---------- Document passage ----------

Bamboo grows very quickly, so your plants will need to be repotted when they outgrow their original container. Plants that are root bound (roots are too large for the pot, and are pressed tightly against the walls of the container) will absorb water very slowly and the bamboo will stop growing. If your plant exhibits these symptoms, it’s time to repot. The larger your pot, the less often you will need to replant your bamboo, so choose a large container if you want to avoid the hassle.
Choose a container that is at least 2 inches larger on all sides than the bamboo’s current pot, or 2 inches larger than the plant’s root ball if you are potting bamboo for the first time. Containers with rounded edges that curve outwards at the top will facilitate easier repotting in the future. Your pot does not need to be very deep; bamboo roots will spread out to the sides before they spread down. Find a pot with holes in the bottom for excess water drainage.
Remove the bamboo from its current container and place the root ball in a bucket of water. Allow the roots to soak for several hours to fully hydrate the bamboo.
Mix slow-release fertilizer into your potting soil and cover the bottom of your pot with about 2 inches of the mixture. Slow-release fertilizer will stay in the soil for an extended period of time, which will help supplement regular fertilization. Choose a light, loamy potting soil that will drain well.
Use a handsaw to remove the bottom 10 percent of your bamboo’s root ball. Removing the bottom roots will encourage growth. You can also remove the outer roots from the sides of the root ball if desired.
Place the bamboo in its new container, and fill the pot with your potting soil/fertilizer mix to cover the roots. Place the pot on a tray to catch any water drainage.

---------- Entries provided ----------

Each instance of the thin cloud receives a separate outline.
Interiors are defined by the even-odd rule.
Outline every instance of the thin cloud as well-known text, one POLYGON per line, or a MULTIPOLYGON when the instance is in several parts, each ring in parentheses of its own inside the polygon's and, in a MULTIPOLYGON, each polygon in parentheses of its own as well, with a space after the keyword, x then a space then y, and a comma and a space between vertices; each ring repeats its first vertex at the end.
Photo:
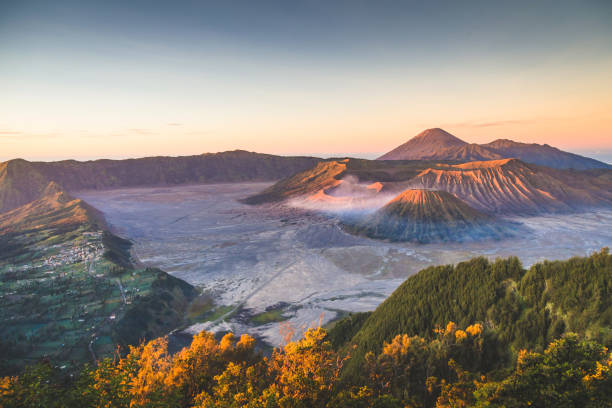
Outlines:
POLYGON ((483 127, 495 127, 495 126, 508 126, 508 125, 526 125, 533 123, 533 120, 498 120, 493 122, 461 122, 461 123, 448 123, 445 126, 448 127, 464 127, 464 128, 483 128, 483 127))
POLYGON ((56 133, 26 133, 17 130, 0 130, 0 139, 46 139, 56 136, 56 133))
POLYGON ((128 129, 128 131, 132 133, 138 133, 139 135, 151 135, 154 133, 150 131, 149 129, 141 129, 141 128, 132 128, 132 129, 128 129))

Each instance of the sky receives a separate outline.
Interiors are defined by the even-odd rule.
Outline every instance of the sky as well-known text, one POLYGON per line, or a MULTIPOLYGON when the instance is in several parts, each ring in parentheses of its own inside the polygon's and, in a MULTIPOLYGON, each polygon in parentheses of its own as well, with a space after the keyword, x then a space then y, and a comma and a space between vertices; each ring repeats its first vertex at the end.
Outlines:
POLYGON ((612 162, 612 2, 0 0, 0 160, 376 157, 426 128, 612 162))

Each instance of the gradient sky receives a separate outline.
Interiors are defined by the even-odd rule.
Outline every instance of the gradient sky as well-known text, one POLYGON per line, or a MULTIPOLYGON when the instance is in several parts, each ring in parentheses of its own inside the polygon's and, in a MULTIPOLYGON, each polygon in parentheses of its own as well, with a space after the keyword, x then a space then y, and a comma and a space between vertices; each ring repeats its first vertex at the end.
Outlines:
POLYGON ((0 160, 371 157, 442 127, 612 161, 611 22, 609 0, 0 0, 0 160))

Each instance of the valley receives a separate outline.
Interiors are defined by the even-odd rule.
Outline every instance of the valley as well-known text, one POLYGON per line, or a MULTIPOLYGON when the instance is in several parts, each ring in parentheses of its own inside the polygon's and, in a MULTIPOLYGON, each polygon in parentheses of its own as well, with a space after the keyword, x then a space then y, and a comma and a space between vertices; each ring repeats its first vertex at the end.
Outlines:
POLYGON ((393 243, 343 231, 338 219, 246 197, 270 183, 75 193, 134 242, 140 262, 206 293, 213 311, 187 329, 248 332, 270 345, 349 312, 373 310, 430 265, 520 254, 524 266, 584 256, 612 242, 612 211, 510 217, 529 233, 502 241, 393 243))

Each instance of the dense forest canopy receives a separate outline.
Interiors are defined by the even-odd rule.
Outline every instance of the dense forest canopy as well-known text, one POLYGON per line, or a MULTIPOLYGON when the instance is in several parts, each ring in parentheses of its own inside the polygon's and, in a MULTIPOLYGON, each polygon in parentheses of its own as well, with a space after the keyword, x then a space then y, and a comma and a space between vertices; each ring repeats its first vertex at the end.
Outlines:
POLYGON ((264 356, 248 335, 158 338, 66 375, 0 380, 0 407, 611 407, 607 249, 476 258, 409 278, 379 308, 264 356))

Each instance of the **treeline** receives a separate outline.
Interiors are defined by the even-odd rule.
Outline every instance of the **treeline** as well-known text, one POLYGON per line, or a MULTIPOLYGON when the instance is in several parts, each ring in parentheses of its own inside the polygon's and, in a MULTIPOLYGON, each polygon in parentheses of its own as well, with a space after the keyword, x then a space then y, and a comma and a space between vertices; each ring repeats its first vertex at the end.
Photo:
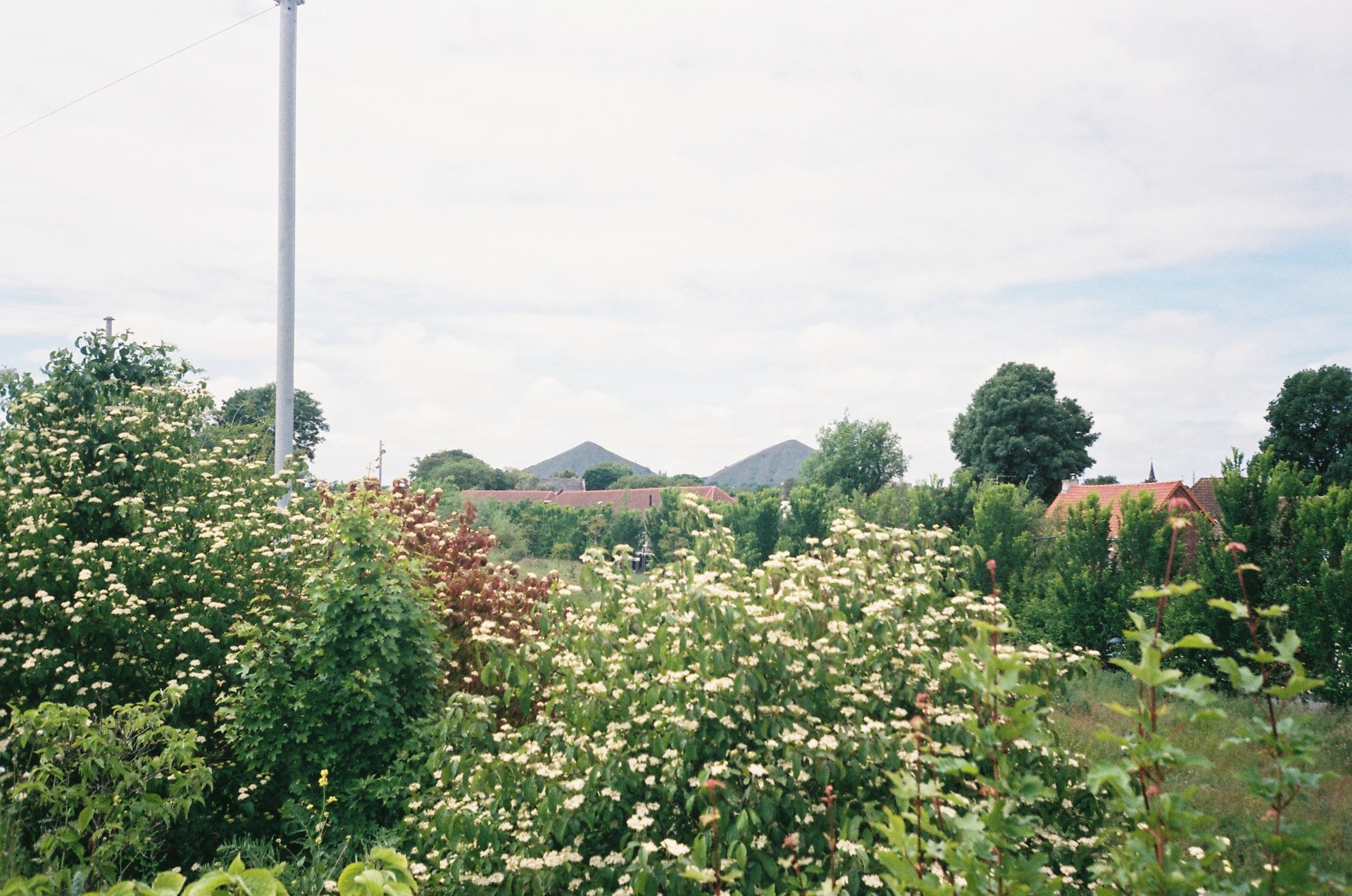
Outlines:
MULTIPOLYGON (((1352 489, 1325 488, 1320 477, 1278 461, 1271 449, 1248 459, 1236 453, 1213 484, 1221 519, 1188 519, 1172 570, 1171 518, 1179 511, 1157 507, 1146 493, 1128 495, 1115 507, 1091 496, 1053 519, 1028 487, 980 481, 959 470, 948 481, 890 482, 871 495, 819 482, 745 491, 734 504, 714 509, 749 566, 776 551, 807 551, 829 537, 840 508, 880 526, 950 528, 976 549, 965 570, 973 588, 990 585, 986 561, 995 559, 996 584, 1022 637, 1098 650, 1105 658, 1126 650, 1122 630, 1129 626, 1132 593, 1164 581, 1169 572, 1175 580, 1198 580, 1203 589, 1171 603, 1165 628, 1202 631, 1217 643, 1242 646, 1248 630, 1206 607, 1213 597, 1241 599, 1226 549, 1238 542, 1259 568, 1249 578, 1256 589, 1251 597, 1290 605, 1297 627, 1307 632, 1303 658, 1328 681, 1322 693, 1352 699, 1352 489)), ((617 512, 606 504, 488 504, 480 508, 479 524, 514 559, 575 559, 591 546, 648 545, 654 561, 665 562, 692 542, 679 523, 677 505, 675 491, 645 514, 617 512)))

----------
---------- Entries provided ----------

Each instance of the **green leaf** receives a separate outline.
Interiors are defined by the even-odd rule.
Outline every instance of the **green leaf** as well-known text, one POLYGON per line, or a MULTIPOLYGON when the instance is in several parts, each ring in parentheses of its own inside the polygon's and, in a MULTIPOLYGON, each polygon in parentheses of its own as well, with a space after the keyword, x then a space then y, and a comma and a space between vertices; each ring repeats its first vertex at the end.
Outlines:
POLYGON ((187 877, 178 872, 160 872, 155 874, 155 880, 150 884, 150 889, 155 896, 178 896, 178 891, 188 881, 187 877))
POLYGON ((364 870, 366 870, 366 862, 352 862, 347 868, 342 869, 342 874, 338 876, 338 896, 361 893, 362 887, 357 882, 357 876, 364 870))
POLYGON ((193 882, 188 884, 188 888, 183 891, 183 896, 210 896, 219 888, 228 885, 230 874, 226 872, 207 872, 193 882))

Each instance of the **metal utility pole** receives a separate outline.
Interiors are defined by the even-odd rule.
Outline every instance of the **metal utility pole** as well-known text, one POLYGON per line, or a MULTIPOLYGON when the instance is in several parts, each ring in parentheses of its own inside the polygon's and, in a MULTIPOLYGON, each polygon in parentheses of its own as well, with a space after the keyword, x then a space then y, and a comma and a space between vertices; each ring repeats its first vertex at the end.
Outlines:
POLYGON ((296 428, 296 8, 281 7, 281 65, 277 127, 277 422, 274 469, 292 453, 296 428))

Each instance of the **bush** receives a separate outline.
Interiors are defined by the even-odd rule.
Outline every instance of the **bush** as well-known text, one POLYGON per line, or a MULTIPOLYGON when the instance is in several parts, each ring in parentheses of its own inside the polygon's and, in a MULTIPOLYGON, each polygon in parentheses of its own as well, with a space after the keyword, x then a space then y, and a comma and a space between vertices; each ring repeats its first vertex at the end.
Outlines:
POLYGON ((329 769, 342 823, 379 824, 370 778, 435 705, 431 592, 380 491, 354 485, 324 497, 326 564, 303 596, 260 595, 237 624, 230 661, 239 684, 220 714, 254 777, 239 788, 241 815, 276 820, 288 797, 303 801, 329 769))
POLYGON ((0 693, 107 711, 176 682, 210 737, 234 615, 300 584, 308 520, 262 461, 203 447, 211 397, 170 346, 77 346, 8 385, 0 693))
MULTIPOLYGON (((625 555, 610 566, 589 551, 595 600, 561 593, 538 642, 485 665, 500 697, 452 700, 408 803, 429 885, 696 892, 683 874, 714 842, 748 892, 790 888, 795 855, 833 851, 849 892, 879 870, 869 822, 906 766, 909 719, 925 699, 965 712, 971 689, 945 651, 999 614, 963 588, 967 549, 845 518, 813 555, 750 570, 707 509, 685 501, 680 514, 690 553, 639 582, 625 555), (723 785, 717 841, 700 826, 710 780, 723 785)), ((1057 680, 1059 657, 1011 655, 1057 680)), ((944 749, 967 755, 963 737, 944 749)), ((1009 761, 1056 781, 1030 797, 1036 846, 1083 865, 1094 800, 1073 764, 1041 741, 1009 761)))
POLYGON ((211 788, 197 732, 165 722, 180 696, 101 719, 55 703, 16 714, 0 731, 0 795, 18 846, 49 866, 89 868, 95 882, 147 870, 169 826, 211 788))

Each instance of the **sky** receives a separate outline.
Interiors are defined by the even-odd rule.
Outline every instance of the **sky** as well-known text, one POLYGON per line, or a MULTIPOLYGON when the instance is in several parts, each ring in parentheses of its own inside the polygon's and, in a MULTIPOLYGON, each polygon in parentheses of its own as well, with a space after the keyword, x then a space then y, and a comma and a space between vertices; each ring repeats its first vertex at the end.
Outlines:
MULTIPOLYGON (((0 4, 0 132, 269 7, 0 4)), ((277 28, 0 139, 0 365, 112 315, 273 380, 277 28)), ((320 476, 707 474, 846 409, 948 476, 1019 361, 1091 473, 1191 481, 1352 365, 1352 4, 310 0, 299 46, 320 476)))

----------

# Questions to answer
A. From the bamboo repotting instructions, copy the passage between "Remove the bamboo" and "hydrate the bamboo.", inclusive.
B. According to the bamboo repotting instructions, what part of the root ball should be cut off with a handsaw?

# Numbered responses
A.
Remove the bamboo from its current container and place the root ball in a bucket of water. Allow the roots to soak for several hours to fully hydrate the bamboo.

B. The bottom 10 percent of the root ball.